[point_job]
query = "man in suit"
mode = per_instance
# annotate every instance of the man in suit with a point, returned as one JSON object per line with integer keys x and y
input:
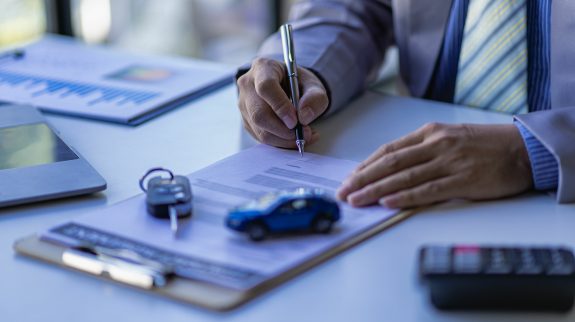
{"x": 512, "y": 56}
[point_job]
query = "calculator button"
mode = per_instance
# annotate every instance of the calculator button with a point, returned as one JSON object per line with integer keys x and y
{"x": 436, "y": 260}
{"x": 162, "y": 190}
{"x": 526, "y": 263}
{"x": 498, "y": 261}
{"x": 467, "y": 259}
{"x": 562, "y": 262}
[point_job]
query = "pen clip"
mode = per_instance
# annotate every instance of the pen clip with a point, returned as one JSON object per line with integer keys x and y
{"x": 119, "y": 264}
{"x": 288, "y": 49}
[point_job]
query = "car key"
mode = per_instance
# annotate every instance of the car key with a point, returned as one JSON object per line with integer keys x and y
{"x": 168, "y": 197}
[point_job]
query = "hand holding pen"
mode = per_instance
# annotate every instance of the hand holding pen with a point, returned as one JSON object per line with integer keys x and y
{"x": 268, "y": 114}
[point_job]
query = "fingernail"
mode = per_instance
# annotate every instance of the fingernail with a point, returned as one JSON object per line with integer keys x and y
{"x": 289, "y": 121}
{"x": 356, "y": 199}
{"x": 306, "y": 115}
{"x": 388, "y": 202}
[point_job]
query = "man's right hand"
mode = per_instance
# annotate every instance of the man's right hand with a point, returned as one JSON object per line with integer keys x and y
{"x": 268, "y": 114}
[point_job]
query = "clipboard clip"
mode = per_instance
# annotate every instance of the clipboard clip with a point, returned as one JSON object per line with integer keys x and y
{"x": 121, "y": 265}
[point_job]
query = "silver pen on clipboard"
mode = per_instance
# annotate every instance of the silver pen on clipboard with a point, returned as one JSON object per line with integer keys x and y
{"x": 291, "y": 68}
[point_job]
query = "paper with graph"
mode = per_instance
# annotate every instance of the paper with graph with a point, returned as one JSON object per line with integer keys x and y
{"x": 60, "y": 75}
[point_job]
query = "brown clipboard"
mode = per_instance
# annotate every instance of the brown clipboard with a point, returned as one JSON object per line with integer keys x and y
{"x": 209, "y": 296}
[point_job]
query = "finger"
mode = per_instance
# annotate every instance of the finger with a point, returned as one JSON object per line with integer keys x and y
{"x": 260, "y": 116}
{"x": 401, "y": 143}
{"x": 386, "y": 165}
{"x": 428, "y": 193}
{"x": 268, "y": 76}
{"x": 314, "y": 100}
{"x": 402, "y": 180}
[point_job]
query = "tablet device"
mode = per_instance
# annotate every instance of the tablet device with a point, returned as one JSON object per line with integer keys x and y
{"x": 36, "y": 164}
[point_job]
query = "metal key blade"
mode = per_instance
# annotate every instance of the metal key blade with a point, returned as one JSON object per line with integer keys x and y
{"x": 173, "y": 220}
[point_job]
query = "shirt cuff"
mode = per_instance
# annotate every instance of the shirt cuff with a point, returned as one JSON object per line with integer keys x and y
{"x": 543, "y": 164}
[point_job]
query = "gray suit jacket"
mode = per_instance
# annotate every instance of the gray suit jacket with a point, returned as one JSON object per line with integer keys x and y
= = = = = = =
▶ WHAT IS NEEDED
Exactly as given, set down each line of the material, but include no pictures.

▶ SOLUTION TO THE PROBLEM
[point_job]
query = "man in suit"
mode = per_instance
# annotate every instance of the man in suit with a point, returned as one JSON object per line with integer keys x and y
input:
{"x": 512, "y": 56}
[point_job]
query = "calculator button"
mode = per_instance
# annotate every instance of the calculator button with a point, returned as one JSON object per line with integer keys x and y
{"x": 436, "y": 260}
{"x": 162, "y": 190}
{"x": 526, "y": 263}
{"x": 498, "y": 261}
{"x": 467, "y": 259}
{"x": 562, "y": 262}
[point_job]
query = "pen clip"
mode = per_instance
# annotate every instance of the pen clip with a point, returned as one JSON object per line with integer keys x and y
{"x": 119, "y": 264}
{"x": 288, "y": 49}
[point_job]
query = "car key"
mode = per_instance
# annotate every instance of the car key with a point, returned as one JSON object per line with integer keys x and y
{"x": 168, "y": 197}
[point_job]
query = "hand holding pen"
mode = per_instance
# annotate every instance of the hand holding pen with a point, returned as one JSON object per line with integer keys x and y
{"x": 268, "y": 114}
[point_job]
query = "fingernail"
mode = per_instance
# annotate every instance of the fingernail with a point, returned as one JSON object per line with integer keys x and y
{"x": 289, "y": 121}
{"x": 356, "y": 199}
{"x": 306, "y": 115}
{"x": 388, "y": 202}
[point_job]
query = "man's right hand"
mode = per_instance
# annotate every instance of the man's right hand with a point, returned as one JSON object per line with integer keys x and y
{"x": 268, "y": 114}
[point_job]
query = "clipboard clip"
mode = per_instance
# annotate every instance of the clipboard clip with a point, returned as one JSON object per line with integer keys x and y
{"x": 121, "y": 265}
[point_job]
query = "silver pen on clipboard"
mode = per_instance
# annotate every instance of the silver pen on clipboard with a point, returned as one JSON object per line with integer keys x and y
{"x": 291, "y": 68}
[point_job]
query = "paper with graph"
mode = per_instance
# annotate every instance of the paper with graph with a point, returned as one JSON object per line with integer keys x and y
{"x": 60, "y": 75}
[point_job]
query = "brown clipboard"
mode = per_instance
# annotate every instance of the brown clipboard with a point, returned as one JSON object per line with integer keys x and y
{"x": 209, "y": 296}
[point_job]
query = "finger"
mode = per_instance
# annotate every instance of the finger with a point, returned as one JSON object per line with integer keys x and y
{"x": 260, "y": 116}
{"x": 401, "y": 143}
{"x": 386, "y": 165}
{"x": 428, "y": 193}
{"x": 268, "y": 76}
{"x": 314, "y": 100}
{"x": 402, "y": 180}
[point_job]
query = "tablet device"
mode = per_instance
# annotate every instance of the tablet device with a point, returned as one JSON object per line with integer keys x and y
{"x": 36, "y": 164}
[point_job]
query = "metal key blade"
mode = per_instance
# annotate every instance of the metal key blade with a point, returned as one JSON object per line with integer keys x and y
{"x": 173, "y": 220}
[point_job]
query = "shirt cuff"
mode = per_instance
# annotate every instance of the shirt cuff with a point, returned as one JSON object per line with integer keys x and y
{"x": 543, "y": 164}
[point_job]
query = "gray suit jacket"
mode = per_instance
# annotate every instance of the gray suit jacket with a point, returned as one JSON object per line with integer keys x and y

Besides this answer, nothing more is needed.